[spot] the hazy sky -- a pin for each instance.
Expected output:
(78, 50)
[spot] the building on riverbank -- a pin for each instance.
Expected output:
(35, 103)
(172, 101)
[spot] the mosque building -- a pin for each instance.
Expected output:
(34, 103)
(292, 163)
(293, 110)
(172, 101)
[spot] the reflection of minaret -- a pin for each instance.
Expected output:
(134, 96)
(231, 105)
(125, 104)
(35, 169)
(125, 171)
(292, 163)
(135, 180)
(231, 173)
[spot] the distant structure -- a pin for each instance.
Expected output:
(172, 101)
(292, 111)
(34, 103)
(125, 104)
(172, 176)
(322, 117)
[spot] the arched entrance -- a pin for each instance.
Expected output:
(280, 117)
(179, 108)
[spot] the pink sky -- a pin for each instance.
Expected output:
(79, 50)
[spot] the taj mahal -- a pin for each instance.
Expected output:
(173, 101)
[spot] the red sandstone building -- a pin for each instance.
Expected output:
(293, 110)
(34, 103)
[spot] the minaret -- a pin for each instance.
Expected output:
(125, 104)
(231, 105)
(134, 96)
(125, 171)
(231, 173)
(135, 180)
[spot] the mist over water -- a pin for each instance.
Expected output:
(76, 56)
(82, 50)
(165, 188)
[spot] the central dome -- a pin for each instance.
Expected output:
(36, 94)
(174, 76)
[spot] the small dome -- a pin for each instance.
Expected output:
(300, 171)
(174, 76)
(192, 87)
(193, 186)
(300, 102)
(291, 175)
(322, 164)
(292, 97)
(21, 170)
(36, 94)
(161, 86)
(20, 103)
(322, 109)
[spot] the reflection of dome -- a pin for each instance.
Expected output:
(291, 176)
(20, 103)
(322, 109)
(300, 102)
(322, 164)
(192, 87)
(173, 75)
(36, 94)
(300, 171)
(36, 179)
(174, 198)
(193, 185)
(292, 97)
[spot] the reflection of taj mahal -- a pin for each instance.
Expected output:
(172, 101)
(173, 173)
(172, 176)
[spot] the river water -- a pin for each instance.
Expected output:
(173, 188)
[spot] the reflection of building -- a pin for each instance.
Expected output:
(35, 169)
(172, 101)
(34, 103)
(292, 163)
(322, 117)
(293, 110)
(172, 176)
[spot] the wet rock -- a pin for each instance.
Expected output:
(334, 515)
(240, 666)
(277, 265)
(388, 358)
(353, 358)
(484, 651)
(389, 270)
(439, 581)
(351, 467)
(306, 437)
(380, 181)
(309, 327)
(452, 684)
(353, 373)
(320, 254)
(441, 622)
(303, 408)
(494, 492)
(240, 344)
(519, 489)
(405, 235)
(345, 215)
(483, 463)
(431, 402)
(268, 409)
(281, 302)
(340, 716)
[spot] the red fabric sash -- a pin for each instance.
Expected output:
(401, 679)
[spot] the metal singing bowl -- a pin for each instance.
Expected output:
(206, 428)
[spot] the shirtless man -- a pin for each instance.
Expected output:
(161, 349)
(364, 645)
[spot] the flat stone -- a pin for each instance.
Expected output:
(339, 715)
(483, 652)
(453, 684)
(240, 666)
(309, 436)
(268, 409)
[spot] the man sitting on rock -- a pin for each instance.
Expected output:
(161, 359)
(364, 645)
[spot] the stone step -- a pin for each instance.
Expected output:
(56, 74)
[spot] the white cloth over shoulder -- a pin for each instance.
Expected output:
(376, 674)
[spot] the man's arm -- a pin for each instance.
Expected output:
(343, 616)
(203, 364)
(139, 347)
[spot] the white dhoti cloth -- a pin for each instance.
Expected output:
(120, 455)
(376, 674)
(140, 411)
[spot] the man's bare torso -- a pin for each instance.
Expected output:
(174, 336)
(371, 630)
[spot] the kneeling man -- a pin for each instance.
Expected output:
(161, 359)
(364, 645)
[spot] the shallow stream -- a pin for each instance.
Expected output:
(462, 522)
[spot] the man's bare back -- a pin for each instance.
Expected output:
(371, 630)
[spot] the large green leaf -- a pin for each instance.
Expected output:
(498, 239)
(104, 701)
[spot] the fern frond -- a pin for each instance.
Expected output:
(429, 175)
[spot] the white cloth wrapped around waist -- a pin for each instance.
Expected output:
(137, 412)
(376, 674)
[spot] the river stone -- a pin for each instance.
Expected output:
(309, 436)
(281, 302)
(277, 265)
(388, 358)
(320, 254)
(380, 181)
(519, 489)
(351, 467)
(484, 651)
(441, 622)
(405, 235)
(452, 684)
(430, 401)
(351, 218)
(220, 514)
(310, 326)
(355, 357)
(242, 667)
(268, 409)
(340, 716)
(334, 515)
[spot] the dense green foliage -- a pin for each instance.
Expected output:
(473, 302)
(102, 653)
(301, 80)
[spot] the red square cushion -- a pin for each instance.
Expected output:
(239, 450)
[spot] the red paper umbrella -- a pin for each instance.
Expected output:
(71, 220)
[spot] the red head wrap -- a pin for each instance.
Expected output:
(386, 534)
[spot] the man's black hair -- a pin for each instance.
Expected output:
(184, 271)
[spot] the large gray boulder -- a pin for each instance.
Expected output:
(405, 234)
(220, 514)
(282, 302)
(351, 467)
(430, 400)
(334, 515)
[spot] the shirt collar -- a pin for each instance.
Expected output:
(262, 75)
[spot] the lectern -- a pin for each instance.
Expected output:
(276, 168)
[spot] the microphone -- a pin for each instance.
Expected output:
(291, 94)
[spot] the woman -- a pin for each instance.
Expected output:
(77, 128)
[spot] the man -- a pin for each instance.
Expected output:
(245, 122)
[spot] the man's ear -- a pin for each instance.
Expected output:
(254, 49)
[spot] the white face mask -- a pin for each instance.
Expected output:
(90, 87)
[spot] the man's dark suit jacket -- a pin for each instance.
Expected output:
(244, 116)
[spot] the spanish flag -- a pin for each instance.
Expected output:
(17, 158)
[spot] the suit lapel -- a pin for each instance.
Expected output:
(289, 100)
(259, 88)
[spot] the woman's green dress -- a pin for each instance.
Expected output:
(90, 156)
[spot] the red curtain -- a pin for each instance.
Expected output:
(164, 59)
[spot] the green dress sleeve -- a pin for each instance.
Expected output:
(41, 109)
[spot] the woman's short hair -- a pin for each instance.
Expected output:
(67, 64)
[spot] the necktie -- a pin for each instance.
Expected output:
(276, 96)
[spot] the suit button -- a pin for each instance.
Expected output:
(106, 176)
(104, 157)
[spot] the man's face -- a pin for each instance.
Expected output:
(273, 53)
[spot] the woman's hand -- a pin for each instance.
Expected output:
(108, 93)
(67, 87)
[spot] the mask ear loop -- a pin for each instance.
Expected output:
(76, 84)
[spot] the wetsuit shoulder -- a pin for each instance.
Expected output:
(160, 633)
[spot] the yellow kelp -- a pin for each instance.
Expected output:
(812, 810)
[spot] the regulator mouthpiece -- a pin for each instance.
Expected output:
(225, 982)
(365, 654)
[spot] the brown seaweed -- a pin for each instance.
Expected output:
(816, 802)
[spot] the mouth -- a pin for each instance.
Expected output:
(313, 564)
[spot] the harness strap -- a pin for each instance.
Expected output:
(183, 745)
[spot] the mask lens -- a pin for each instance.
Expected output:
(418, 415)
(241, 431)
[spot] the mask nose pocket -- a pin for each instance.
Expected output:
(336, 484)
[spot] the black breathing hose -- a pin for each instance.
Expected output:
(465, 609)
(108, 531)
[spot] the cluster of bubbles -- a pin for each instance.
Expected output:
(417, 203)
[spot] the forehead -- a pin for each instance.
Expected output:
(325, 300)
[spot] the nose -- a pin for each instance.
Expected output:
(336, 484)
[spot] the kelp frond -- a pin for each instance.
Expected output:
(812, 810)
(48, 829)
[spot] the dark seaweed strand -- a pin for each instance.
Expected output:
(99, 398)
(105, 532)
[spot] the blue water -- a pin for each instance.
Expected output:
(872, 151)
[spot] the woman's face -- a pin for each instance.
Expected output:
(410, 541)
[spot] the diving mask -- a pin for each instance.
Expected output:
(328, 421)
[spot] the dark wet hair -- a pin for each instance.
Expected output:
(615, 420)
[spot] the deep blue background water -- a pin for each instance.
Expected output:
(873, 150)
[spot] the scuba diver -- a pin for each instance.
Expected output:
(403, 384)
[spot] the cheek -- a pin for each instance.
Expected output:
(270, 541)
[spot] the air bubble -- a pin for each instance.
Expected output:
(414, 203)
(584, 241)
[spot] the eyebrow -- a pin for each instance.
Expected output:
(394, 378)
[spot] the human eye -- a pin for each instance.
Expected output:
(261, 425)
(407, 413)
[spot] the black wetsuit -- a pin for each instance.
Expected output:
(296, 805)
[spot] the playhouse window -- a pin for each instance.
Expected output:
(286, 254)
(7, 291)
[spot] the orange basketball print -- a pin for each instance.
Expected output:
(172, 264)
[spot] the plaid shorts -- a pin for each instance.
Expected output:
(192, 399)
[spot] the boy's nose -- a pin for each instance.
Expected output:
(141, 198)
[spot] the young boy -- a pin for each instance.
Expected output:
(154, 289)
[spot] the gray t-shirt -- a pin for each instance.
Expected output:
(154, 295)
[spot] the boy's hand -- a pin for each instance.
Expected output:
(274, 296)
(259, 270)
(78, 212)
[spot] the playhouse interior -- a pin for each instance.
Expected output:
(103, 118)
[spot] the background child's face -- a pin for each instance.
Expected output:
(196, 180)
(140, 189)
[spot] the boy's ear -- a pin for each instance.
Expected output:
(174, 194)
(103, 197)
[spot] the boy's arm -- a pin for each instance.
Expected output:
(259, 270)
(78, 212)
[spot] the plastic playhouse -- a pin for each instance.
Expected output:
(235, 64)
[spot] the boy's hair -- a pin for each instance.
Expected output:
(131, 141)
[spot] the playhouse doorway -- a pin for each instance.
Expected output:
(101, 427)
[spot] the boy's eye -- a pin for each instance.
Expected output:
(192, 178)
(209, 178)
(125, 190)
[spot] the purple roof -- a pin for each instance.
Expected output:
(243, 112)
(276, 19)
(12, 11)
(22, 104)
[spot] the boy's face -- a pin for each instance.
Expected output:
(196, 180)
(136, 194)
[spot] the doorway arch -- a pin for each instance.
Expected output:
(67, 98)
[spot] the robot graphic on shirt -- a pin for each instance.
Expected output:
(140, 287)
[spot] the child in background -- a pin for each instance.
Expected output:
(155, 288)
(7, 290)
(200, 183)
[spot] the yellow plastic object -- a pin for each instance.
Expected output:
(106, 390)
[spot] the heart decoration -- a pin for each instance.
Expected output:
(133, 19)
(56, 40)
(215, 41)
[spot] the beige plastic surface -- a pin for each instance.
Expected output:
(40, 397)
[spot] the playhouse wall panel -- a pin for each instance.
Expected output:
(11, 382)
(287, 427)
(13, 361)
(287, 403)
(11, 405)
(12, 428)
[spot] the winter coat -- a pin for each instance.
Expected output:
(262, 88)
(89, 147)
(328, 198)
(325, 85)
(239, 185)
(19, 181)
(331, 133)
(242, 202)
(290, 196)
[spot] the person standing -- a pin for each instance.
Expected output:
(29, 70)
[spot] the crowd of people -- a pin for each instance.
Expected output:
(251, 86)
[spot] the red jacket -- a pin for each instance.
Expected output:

* _Goal_
Rewrite the records from the line holding "[spot] the plastic" through the end of the records, both ends included, with the requests kept and every coordinate in the answers multiplied by 0.25 and rounded to a whole number, halves rounding up.

* _Reply_
[spot] the plastic playhouse -- a pin for each instance.
Expected output:
(59, 16)
[spot] the boy's hair -- a pin for each instance.
Expected output:
(33, 35)
[spot] the playhouse doorway -- a pin for each instance.
Expected output:
(25, 107)
[spot] the boy's eye -- a pin for each instance.
Expected output:
(48, 45)
(52, 45)
(31, 48)
[spot] the purple roof -- a pin for each instance.
Expected output:
(61, 28)
(69, 5)
(3, 3)
(6, 26)
[spot] the boy's face -- a pin for each instance.
Expected output:
(49, 45)
(34, 49)
[spot] the doorway arch -- a pin for each instance.
Expected output:
(17, 25)
[spot] the robot graphic on shirt -- a pin for each instance.
Expected output:
(35, 72)
[spot] the child in background -- a pin for each instance.
Expected output:
(39, 72)
(2, 73)
(50, 46)
[spot] the yellow plastic object -- a pin for each instance.
Expected output:
(27, 98)
[spot] the heart decoration -- a pin for each instance.
Expected output:
(33, 5)
(14, 10)
(54, 10)
[spot] the beige plastic surface -- a pin for each instance.
Expected output:
(10, 99)
[spot] the playhouse wall panel -- a pin for each instance.
Expected output:
(3, 96)
(72, 107)
(3, 90)
(72, 101)
(3, 101)
(3, 107)
[spot] the winter coat -- a pin for each instance.
Expected output:
(66, 22)
(22, 37)
(82, 50)
(81, 21)
(60, 46)
(5, 45)
(83, 33)
(61, 51)
(73, 49)
[spot] the person standing -- a pin for each instance.
Expected output:
(7, 18)
[spot] the crowd of people -- a pin for each instance.
Expected output:
(63, 22)
[spot] the red jacket -- a pin for each instance.
Expected output:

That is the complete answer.